When a line contains the string "instance", it counts once; give the total of such lines in the entries below and nothing else.

━━━━━ Data shown

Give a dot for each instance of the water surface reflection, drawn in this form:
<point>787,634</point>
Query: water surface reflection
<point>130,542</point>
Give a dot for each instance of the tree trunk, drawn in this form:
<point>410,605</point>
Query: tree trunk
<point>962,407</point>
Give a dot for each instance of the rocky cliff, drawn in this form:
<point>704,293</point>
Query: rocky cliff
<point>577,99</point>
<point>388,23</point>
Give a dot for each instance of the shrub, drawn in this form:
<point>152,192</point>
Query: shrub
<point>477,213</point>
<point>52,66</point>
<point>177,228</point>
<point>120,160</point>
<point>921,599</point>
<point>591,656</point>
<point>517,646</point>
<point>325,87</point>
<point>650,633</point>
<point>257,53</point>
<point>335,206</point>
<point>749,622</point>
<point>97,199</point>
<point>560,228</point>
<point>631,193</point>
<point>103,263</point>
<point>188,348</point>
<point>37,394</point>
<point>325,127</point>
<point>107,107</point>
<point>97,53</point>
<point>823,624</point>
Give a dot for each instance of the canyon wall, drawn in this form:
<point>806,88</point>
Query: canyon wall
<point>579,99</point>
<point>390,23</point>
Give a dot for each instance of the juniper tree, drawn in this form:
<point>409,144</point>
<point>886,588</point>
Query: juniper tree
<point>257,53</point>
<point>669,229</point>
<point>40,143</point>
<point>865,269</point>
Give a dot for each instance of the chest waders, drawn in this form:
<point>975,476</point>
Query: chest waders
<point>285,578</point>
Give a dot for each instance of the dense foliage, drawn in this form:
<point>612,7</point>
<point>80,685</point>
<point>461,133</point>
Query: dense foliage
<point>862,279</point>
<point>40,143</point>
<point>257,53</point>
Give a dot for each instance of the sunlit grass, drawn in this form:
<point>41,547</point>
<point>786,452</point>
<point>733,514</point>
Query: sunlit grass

━━━━━━━━━━

» **Result of the exercise**
9